* _Segmento di testo_:
────────────────

Dimitris Argiropoulos

14 Settembre 2020

Non abbiamo bisogno di un ritorno a scuola, ma di una scuola che contribuisca a cambiare il mondo. Non abbiamo bisogno solo di protocolli da rispettare, ma di ripensare l’educazione come liberazione e la scuola come un insieme di luoghi nei quali ognuno è allievo e nello stesso tempo maestro. Non abbiamo bisogno di straordinari ministri dell’istruzione, ma di insegnanti capaci di coltivare pensiero critico, come Lorenzo Milani, la cui pedagogia ribelle si sviluppa con la costante critica al sistema scolastico e con la sperimentazione di un’istruzione alternativa e fortemente comunitaria. Abbiamo bisogno prima di tutto di piccoli gruppi di studentesse e studenti protagonisti del proprio apprendimento, come i ragazzi di Barbiana, autori di un testo meraviglioso e attualissimo, Lettera a una professoressa. Per questo la pubblicazione in Italia di quel testo in un volume che raccoglie anche la traduzione in lingua araba (studiata a Barbiana in quanto lingua degli oppressi), curata da Dimitris Argiropoulos per Athenaeum, ci sembra una splendida notizia per cominciare l’anno scolastico e volare in alto. Anzi, in basso, l’unico luogo, secondo don Milani, in cui è possibile cambiare il mondo in profondità.

────────────────

* _Dati forniti_:

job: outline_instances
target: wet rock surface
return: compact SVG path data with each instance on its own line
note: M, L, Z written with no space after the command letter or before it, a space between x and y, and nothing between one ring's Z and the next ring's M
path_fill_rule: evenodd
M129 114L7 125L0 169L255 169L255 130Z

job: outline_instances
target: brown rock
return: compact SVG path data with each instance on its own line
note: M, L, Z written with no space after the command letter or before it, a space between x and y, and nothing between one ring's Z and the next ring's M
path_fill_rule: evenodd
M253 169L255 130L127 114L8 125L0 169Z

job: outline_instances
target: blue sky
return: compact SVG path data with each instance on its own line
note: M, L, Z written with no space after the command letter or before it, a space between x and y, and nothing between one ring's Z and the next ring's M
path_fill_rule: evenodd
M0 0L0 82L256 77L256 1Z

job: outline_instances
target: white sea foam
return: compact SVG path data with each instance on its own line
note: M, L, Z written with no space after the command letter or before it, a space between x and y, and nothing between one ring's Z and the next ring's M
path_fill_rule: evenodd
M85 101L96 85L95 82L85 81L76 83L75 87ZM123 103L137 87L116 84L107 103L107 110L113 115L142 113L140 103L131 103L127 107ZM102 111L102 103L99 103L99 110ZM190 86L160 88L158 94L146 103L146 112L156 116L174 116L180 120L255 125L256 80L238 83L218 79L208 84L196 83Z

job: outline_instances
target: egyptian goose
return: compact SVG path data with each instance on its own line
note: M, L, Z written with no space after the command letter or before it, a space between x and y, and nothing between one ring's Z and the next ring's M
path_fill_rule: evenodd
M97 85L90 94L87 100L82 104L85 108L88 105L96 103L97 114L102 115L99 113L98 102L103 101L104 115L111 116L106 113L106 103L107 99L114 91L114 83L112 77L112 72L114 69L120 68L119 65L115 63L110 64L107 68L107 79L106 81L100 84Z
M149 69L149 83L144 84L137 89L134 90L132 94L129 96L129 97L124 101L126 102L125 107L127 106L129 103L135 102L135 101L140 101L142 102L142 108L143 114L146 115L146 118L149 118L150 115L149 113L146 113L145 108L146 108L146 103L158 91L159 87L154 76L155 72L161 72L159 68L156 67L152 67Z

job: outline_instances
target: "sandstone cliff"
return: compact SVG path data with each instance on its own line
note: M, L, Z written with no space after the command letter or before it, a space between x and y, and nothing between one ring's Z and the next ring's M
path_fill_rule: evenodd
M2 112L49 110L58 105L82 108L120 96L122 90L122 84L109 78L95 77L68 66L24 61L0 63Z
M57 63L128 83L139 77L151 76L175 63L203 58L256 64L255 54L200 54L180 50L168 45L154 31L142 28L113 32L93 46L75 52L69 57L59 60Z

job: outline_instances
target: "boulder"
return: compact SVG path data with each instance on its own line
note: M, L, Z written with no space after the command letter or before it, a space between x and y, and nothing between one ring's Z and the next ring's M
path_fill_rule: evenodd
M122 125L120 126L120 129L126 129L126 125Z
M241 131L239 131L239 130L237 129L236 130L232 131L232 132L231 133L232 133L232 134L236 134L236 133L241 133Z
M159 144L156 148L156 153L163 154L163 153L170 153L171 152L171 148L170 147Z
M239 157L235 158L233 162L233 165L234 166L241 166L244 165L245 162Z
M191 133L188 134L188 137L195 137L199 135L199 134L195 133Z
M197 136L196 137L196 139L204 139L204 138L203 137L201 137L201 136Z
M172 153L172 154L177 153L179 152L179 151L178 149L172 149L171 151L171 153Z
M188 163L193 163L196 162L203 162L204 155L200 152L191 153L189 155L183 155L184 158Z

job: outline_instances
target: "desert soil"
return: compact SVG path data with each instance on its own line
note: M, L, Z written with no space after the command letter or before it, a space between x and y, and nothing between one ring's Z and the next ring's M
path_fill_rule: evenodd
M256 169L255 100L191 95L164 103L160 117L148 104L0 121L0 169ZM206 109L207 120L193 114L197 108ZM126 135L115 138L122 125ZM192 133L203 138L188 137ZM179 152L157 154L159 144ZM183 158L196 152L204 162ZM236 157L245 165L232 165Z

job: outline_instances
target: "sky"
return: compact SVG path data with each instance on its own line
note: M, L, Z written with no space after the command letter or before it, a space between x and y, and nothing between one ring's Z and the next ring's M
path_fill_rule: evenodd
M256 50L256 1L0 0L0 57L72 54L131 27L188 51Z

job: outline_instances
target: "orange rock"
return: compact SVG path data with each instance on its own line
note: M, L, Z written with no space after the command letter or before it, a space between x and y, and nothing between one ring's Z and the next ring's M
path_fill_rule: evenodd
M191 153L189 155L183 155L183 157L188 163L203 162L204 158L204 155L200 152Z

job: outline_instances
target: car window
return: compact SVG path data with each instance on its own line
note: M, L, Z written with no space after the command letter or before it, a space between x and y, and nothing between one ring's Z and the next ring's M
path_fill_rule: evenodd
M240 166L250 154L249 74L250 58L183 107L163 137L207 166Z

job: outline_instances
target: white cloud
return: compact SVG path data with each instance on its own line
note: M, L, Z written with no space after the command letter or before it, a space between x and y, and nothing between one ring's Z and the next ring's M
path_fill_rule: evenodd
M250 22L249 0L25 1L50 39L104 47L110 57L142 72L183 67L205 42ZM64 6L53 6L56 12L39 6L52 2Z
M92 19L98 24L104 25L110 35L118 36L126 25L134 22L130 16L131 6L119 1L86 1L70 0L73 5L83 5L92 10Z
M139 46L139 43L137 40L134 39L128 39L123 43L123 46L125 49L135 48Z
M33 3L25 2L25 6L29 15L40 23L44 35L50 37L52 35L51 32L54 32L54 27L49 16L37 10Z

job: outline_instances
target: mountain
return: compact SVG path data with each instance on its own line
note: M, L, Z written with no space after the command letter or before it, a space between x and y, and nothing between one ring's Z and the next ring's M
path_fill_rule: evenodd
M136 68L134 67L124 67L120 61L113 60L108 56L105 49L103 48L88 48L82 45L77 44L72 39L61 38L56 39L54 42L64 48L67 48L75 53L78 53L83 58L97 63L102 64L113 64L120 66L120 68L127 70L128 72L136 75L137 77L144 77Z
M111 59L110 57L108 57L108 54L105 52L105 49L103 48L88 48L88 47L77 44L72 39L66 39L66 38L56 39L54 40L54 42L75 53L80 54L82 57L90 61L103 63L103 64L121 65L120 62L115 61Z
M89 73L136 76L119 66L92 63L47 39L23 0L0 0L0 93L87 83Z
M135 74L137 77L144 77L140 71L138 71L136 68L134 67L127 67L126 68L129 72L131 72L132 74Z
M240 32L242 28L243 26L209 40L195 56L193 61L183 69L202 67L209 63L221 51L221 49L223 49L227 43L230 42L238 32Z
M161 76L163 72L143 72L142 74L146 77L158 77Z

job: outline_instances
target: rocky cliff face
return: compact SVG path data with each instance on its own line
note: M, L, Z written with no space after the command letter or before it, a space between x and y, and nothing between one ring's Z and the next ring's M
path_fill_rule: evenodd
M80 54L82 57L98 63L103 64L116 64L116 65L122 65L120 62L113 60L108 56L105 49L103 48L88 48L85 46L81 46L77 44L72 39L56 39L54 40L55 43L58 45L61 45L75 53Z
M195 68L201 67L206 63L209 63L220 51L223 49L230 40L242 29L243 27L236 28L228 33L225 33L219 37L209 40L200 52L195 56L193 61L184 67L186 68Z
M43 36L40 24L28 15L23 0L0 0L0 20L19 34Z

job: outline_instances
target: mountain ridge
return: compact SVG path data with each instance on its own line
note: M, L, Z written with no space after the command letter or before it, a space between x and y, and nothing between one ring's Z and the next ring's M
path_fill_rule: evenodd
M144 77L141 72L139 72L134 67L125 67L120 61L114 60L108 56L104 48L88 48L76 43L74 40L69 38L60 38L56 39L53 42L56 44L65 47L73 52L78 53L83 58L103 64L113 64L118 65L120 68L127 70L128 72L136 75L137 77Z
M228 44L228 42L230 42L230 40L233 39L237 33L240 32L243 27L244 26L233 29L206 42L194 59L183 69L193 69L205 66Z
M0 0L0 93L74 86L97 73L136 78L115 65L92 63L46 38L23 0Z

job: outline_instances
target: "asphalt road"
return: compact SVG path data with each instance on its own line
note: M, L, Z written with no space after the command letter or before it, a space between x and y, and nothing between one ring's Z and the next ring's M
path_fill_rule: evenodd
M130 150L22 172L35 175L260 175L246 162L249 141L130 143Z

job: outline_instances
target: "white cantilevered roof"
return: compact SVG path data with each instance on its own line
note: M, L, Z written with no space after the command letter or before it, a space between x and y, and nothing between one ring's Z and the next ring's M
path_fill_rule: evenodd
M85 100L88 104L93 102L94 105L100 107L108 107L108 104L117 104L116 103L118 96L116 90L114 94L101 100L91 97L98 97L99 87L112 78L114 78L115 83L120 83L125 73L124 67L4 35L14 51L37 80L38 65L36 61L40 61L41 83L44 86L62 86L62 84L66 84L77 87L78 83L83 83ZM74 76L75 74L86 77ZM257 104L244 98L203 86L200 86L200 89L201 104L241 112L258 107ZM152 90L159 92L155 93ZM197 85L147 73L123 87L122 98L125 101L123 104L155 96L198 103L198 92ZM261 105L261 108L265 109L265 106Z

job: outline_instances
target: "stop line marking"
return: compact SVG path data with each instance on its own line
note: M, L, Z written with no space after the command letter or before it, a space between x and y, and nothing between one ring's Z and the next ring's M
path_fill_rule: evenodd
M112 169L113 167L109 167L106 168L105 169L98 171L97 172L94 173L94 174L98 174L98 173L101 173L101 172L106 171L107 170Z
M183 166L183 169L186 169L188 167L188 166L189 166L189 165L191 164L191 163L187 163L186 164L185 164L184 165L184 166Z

────────────────

* _Il problema_: Prosegui il testo sulla scuola e su don Milani a partire dal punto in cui si interrompe. I dati qui riportati sono materiale a sé, distinto dal testo sulla scuola di Barbiana.

* _Risposta attesa_:
L’edizione in lingua araba di Lettera a una professoressa comprende una prefazione di Francesco Gesualdi e una di Dimitris Argiropoulos, tradotte in inglese e francese. Pubblichiamo uno dei paragrafi della prefazione, dal titolo “La pedagogia della Scuola di Barbiana in Lettera a una professoressa“. In questo link invece è leggibile la versione araba.

La pedagogia di Barbiana… (leggi)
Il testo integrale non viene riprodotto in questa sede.